▸ Your goal
Print the data once more, exactly as given. Drop the pictures.

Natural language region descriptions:
# # #
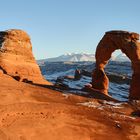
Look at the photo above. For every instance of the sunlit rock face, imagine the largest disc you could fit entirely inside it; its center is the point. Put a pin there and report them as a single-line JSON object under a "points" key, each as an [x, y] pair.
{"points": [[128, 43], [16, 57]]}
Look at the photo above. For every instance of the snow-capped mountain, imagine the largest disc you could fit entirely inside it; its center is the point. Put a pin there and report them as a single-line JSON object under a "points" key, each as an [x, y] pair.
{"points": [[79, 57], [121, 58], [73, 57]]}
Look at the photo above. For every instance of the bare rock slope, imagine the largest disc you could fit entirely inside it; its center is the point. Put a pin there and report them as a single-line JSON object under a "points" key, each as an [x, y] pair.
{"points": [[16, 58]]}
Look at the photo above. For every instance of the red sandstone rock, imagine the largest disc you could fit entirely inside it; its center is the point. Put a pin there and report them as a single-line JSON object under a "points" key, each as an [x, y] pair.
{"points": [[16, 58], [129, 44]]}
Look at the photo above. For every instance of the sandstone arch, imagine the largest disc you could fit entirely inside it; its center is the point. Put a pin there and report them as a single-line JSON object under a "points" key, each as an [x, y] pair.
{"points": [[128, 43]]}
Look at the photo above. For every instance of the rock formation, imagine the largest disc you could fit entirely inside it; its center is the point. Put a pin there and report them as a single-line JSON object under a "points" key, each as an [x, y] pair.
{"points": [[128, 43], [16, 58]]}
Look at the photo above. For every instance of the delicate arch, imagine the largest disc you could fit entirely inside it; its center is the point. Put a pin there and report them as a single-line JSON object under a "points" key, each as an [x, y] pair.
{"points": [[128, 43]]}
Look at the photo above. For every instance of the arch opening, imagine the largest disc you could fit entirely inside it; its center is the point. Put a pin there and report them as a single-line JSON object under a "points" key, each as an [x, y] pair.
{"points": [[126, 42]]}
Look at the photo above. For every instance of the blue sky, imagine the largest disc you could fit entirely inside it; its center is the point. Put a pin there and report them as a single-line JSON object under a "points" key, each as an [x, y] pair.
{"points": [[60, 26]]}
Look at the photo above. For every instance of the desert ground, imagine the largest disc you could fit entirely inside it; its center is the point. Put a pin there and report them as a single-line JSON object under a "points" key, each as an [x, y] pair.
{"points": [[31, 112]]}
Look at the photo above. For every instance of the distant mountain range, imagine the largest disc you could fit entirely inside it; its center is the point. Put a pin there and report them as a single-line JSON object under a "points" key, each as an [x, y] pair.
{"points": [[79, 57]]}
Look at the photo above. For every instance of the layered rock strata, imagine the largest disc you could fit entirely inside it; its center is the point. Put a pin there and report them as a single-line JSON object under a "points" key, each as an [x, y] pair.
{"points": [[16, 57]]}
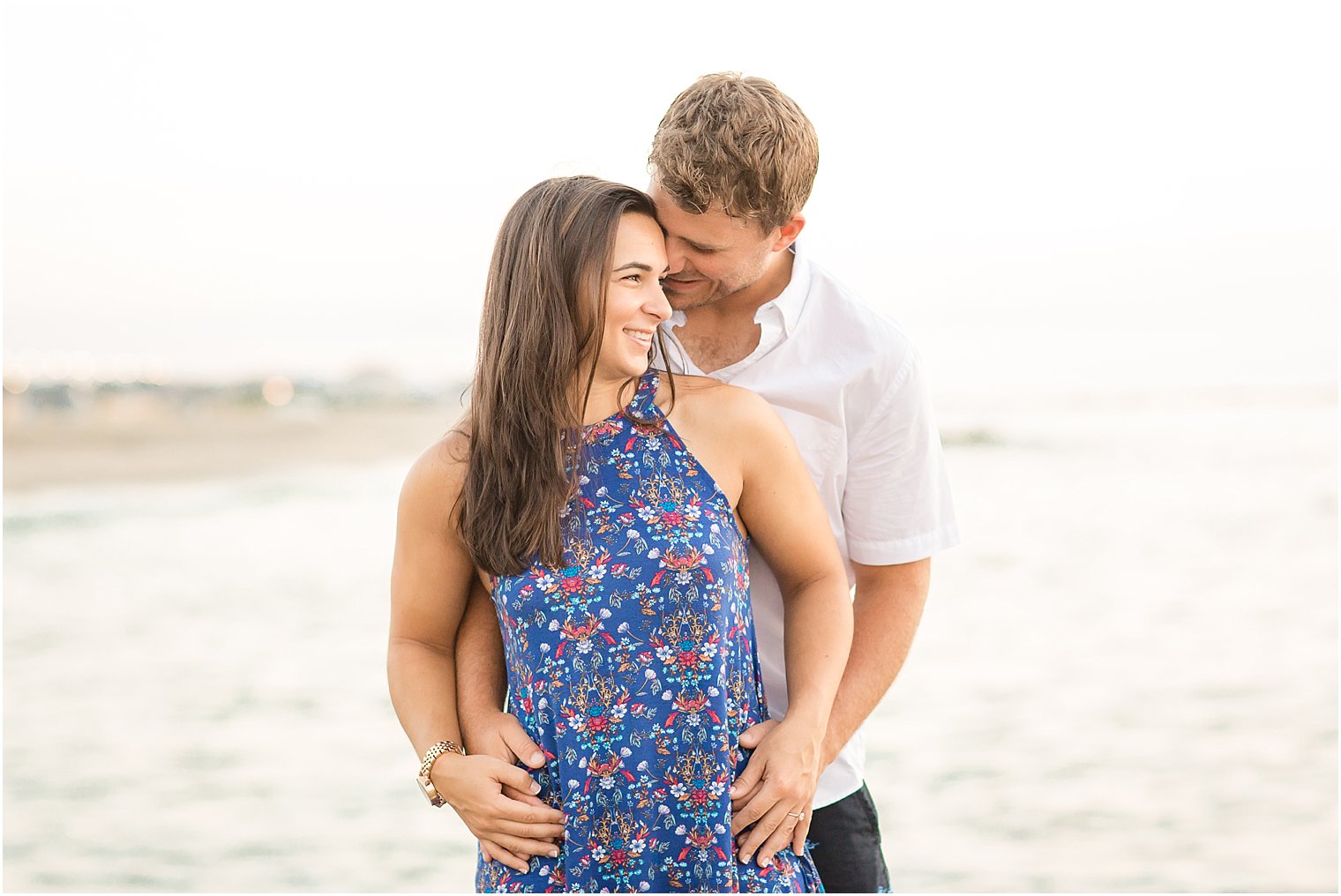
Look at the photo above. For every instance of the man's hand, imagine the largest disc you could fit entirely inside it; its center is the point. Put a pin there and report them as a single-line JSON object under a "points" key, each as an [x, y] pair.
# # #
▸ Result for this exercise
Look at the photo above. For every instance of the sunlit rock face, imagine the largest disc you could fit entirely inside it; its center is the point. Put a pin there and report them as a single-line JSON object under a "points" key, each as an [x, y] pair.
{"points": [[128, 43], [16, 57]]}
Look at the photo above. For every instance of the snow-capped mountain, imagine the largest disc you could fit entirely inside it; its center is the point. Put a pin there and report them as a single-line JSON object under a "points" key, each as an [x, y] pair.
{"points": [[79, 57], [121, 58], [73, 57]]}
Look at the photo above. For every instance of the bare rock slope, imagine the largest disc you could fit entirely inside it; its center is the point. Put a pin there and report them as a single-line JSON object under a "points" key, each as an [x, y] pair.
{"points": [[16, 58]]}
Look at the photo above. For every instance of the red sandstone rock, imagine the largest disc you could fit entirely inside it; its center is the point. Put a pin there and report them as a single-line JSON object under a "points" key, each as an [x, y] pair.
{"points": [[16, 58], [129, 44]]}
Look at the photo above. For every instance of the sandstone arch, imagine the largest disc you could fit entirely inside it; its center is the point. Put a pin there and report them as a single-line JSON object under a "points" key, each as an [x, y] pair.
{"points": [[128, 43]]}
Look at the photo above. For every instance of the rock formation, imagine the largest disc you could fit entirely inside it; its center is the point. Put a pin there and report them as a single-line JSON object under a "points" key, each as an [x, y] pair.
{"points": [[128, 43], [16, 58]]}
Look at the photo above. For every instance of the delicate arch, imagine the largest disc you could fit entirely inside it; its center is the point. Put a pin there and report them as a single-line JSON object under a "points" key, each as an [x, y] pair.
{"points": [[128, 43]]}
Look at the photo above. For every instance of the arch opening, imagine the largest disc you could fit entirely inside it; its center is the point. Put a pin there and report them as a single-line JSON object under a "points" key, each as an [x, y] pair.
{"points": [[126, 42]]}
Look at the photo above. For every instance of the blue sky, imagine the largest disc you could fit entirely inside it; its center is the point. Put a pin there and report them as a single-line JSON object under a "points" key, each as an [x, y] pair.
{"points": [[60, 26]]}
Look at the photo above. For every instance of the desert ground, imagine the largest disc you could fit entirely inside it; its center is the point. Put a pin there and report them as a single-line JSON object under a "points" key, each as an [x, y] pair.
{"points": [[31, 112]]}
Look at the photo above. For every instance of the distant mountain range, imagine the largest disc you could fit entirely inside it; its center is the point. Put a pin there and report them as a single-line JSON object under a "points" key, each as an [x, y] pair.
{"points": [[79, 57]]}
Look at the photo above. For every instance of the layered rock strata, imagine the largest disc you could fit entirely inside it; its center is the point. Put a pin there and report them as a single-line JSON object under a "points" key, each as an [x, y] pair.
{"points": [[16, 57]]}
Look at the photo above. For every instance of the man's hand, imagine the largest disc you could fit entirely inside it; its center is the point. Put a pin there and report them as a single-line JSON object under a "points" key, each as an [x, y] pair.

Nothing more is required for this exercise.